# Daftar Tugas
1. Cocokkan tiga pernyataan ini dengan tulisan tentang BPJS Kesehatan, lalu jawab ya atau tidak untuk masing-masing beserta kutipan persis dari tulisan yang menentukannya: (a) BPJS Kesehatan adalah negara itu sendiri; (b) undang-undang memberi BPJS Kesehatan wewenang menagih iuran; (c) kesehatan digolongkan sebagai kebutuhan individual.
2. Teruskan tulisan tentang BPJS Kesehatan mulai dari kalimat terakhirnya.

-->

BPJS, Trouble Maker Layanan Kesehatan Ala Kapitalisme

Silahkan Bagikan Jika Bermanfaat
Advertisemen

Oleh: Endiyah Puji Tristanti, S.Si (Penulis dan Pemerhati Politik Islam)
Mediaoposisi.com-Untuk apa negara ada, bila bukan untuk mengurusi urusan rakyatnya baik terkait kebutuhan dasar maupun kebutuhan pelengkap. Baik kebutuhan individual seperti papan, sandang, pangan maupun kebutuhan komunal, seperti pendidikan, kesehatan, dan keamanan. Organ-organ negara memang semestinya dibentuk untuk menjalankan fungsi pelayanan.

Jelas merupakan kesalahan menyerahkan urusan hajat publik kepada badan hukum publik, sekalipun dia bertanggung jawab langsung kepada kepala negara (presiden) dan sekalipun disebut lembaga  non profit (nirlaba). Sebab tugas pelayanan urusan publik sesungguhnya ada pada pundak negara.
Maka, BPJS Kesehatan sekalipun menjalankan fungsi pemerintahan (governing function) di bidang pelayanan publik (public servis), tetaplah BPJS merupakan badan hukum publik sebagaimana badan hukum publik yang lain. BPJS bukanlah negara itu sendiri.
Apalagi undang-undang telah memberikan kewenangan yang sangat luas kepada BPJS Kesehatan, mulai menagih iuran, melakukan investasi jangka panjang terhadap dana yang terkumpul, pengawasan pemeriksaan dan memberikan sanksi kepada peserta, menghentikan kontrak kerja terhadap fasilitas kesehatan, sampai menetapkan besarnya pembayaran kepada faskes.

# Data yang Diberikan
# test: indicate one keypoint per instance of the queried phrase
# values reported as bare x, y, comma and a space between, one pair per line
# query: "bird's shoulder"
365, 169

# Jawaban Tiap Tugas
1.
(a) Tidak: "BPJS bukanlah negara itu sendiri."
(b) Ya: "mulai menagih iuran"
(c) Tidak: "kebutuhan komunal, seperti pendidikan, kesehatan, dan keamanan"

2.
Bahkan, tidak ada satupun lembaga negara yang memiliki kewenangan seluas ini.  Artinya keberadaan BPJS Kesehatan sangat membahayakan bagi keberlangsungan pelayanan publik itu sendiri. Rakyat kesulitan mendapatkan hak mereka untuk dilayani  secara layak dan manusiawi kecuali rakyat telah memenuhi iuran yang telah diwajibkan.
Yang terjadi bukanlah fungsi pelayanan, namun telah berlangsung transaksi jual-beli layanan kesehatan. Maka suatu penyesatan terhadap publik bahwa BPJS Kesehatan merupakan  badan hukum publik non profit (nirlaba). Sangat berbahaya suatu lembaga yang didirikan oleh pemerintah dapat mengambil alih kewenangan negara.
Dalam perspektif Islam, kesalahan mendasar BPJS Kesehatan karena telah mengambil alih kewajiban dan tanggung jawab negara untuk mengurusi urusan rakyat, yakni menjalankan fungsi pelayanan (riayah) secara gratis dan berkualitas. Dan kesalahan mendasar BPJS ini disebabkan kesalahan mendasar negara mengambil sistem ekonomi kapitalisme dan sistem politik demokrasi yang keduanya merupakan supra sistem negara berdasarkan asas sekulerisme.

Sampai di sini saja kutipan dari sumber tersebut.